**TEXTE EXTRAIT:**
-------------------------
1 – Editeurs, de Cayrol et A. François. (G.A.)

2 – Le prince de Deux-Ponts. (G.A.)

3 – C’est une ironie ; il s’agissait d’un conte grossier que Robbé venait de faire. (A. François.)

4 – De Rochechouart. (G.A.)

5 – La Lettre d’un théologien où d’Alembert était loué. (G.A.)

6 – Secrétaire des commandements du duc. (G.A.)

 

 

 

 

 

à M. d’Hornoy.

 

A Ferney, 20 Novembre 1774.

 

 

          Vous êtes, mon cher ami, un très bon rapporteur, et vous seriez un excellent avocat général. Ce n’est pas une petite affaire de rédiger neuf édits qu’on a entendu lire rapidement. Je crois en général que les neuf édits seront très bien reçus du public, et même de votre compagnie.

 

          Vous voilà rendu aux vœux de tout Paris. Vous voilà dans votre place (1), et c’est le point principal. Vous serez toujours le boulevard de la France contre les entreprises de Rome. Vous donnerez la régence du royaume dans les occasions, qui, Dieu merci, ne se présenteront de plus de cent ans. Enfin vous n’avez d’autre contrainte que celle de ne point faire de mal dans quelques circonstances délicates où vous en pourriez faire. Il est si beau, à mon gré, de rendre la justice ; c’est une fonction si noble, si difficile, et si respectable par ses difficultés mêmes, que ce n’est point l’acheter trop cher par quelques légères privations.

 

          Je vous remercie, mon cher ami, de votre beau rapport ; je ne vous importunerai pas encore de l’affaire de notre jeune homme (2), pour laquelle vous vous intéressez. Il continue à nous plaire à tous : sa modestie et sa sagesse ne se démentent point.
-------------------------
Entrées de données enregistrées
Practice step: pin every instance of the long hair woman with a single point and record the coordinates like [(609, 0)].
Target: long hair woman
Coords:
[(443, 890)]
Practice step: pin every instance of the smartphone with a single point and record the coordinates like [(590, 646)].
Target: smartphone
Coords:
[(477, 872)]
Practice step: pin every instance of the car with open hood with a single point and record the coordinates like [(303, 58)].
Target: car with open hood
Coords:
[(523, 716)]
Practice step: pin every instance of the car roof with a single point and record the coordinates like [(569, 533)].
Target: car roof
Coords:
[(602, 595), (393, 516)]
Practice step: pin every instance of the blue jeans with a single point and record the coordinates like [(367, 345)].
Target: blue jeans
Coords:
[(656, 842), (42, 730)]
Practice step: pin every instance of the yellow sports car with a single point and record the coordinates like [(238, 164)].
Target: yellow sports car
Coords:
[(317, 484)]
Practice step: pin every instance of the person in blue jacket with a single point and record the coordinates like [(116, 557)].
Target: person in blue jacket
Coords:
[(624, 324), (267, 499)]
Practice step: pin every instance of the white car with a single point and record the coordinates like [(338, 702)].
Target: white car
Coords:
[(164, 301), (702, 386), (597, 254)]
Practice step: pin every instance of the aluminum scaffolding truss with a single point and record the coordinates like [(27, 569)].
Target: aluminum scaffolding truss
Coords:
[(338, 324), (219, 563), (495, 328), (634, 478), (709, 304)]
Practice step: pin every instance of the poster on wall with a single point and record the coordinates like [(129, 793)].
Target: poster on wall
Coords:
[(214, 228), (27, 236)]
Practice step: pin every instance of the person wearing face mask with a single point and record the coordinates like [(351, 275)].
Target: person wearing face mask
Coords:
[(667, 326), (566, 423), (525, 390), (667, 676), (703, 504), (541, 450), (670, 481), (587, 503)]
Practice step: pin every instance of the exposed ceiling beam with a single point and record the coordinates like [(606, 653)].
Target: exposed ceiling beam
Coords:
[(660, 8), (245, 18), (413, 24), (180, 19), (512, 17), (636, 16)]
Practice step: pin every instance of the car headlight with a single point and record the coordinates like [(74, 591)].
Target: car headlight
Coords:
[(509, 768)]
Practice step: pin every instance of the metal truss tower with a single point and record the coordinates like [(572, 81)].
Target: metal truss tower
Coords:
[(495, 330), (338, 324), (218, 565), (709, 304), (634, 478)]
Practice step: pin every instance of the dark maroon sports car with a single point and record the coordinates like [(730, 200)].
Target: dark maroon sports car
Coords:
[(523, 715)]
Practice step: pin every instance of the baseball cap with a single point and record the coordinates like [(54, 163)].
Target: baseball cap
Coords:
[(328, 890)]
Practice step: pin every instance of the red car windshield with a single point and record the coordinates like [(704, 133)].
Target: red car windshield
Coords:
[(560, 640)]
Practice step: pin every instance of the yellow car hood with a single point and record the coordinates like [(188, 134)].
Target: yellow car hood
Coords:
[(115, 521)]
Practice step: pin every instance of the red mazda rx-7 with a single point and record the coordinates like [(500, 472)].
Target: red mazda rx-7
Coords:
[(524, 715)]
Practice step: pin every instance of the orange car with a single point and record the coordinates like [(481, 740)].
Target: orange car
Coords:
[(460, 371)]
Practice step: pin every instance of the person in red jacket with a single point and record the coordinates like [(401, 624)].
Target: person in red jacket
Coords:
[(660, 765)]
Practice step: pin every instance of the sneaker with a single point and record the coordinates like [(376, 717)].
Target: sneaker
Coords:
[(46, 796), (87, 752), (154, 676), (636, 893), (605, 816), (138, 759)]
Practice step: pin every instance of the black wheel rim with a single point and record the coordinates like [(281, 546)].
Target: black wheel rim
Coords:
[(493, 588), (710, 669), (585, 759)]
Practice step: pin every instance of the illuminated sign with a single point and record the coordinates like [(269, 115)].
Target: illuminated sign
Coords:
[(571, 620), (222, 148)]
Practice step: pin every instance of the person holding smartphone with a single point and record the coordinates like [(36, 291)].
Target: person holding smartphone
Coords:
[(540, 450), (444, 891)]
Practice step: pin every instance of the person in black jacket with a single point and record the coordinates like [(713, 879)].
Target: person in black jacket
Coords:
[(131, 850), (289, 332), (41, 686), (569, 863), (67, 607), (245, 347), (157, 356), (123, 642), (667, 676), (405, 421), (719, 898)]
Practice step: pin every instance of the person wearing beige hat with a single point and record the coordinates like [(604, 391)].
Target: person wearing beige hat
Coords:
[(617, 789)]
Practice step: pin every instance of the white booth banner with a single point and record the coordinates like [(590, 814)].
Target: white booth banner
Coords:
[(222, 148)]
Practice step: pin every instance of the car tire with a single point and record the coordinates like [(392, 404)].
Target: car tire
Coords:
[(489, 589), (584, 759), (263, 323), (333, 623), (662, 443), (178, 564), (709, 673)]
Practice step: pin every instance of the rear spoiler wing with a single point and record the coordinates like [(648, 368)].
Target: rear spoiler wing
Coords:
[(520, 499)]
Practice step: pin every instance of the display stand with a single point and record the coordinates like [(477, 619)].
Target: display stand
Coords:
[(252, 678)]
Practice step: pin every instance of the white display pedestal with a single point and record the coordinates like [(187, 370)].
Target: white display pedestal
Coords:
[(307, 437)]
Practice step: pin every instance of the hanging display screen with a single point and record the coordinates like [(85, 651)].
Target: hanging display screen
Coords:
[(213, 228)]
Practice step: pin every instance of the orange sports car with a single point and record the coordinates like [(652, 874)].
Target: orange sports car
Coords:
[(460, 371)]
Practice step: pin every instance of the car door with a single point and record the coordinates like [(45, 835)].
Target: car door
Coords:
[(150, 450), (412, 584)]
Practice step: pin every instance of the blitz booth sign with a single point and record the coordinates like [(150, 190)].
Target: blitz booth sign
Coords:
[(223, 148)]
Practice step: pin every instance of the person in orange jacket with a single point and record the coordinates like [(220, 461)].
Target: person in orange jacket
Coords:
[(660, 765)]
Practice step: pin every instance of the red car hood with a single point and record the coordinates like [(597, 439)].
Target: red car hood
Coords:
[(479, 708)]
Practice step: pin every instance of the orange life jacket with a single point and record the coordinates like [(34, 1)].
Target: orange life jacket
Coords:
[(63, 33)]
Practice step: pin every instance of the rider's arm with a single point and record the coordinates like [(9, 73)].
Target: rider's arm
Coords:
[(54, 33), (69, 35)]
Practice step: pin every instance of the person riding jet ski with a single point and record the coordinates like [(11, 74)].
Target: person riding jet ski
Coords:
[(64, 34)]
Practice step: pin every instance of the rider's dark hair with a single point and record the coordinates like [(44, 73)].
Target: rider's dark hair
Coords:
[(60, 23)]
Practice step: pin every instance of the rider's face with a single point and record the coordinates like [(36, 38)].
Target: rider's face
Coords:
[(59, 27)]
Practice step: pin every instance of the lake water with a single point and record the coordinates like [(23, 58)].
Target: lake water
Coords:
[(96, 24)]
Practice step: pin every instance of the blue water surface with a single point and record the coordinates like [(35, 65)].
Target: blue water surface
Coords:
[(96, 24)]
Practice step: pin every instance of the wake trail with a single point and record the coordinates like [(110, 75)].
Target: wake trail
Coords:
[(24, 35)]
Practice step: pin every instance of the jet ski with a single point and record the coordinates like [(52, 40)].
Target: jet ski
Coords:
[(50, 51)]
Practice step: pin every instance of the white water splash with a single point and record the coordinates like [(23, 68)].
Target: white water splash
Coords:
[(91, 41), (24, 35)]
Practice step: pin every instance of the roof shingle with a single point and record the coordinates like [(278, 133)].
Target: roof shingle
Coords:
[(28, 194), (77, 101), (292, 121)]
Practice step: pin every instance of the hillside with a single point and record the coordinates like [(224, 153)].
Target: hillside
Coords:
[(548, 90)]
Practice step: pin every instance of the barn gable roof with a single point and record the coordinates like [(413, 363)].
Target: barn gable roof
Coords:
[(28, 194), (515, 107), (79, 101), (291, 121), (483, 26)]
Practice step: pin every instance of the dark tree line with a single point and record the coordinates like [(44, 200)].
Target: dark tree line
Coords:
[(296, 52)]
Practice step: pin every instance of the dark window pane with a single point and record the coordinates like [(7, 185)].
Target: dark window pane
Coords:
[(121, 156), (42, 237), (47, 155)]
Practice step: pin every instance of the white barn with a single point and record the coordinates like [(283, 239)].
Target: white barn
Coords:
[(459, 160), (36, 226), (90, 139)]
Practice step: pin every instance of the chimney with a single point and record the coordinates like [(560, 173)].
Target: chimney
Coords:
-------------------------
**CONSIGNE:** Rédigez la suite de la lettre à M. d'Hornoy datée de Ferney, le 20 novembre 1774, en reprenant après sa dernière phrase.

**RÉSULTAT PRODUIT:**
          M. Turgot, qui a couché huit ou dix jours aux Délices, il y a bien longtemps, voudra bien lui accorder sa protection. Nous en trouverons beaucoup à la cour ; mais vous nous serez plus nécessaire que personne dans votre corps. Je voudrais pouvoir le mener moi-même à Paris, et venir vous embrasser ; mais quatre-vingts ans et mes maladies me retiennent. Je vois la mort de bien près ; mais je vous avoue que je serais fâché de mourir sans avoir pu rendre à ce jeune infortuné les services que l’humanité lui doit. J’ai quelques pièces du procès, mais je ne les ai pas toutes. Je les demande, je les attends de sa famille. Réservez-moi votre appui et vos soins généreux pour le temps où il faudra qu’il se présente. Son souverain a écrit pour le faire recommander par le ministre qu’il a en France. J’espère que la meilleure recommandation sera dans les pièces du procès. Alors il faudra, je crois, des lettres d’attribution au parlement pour le juger : sinon il faudrait des lettres de grâce, ce que je n’aime point du tout, parce que grâce constate crime.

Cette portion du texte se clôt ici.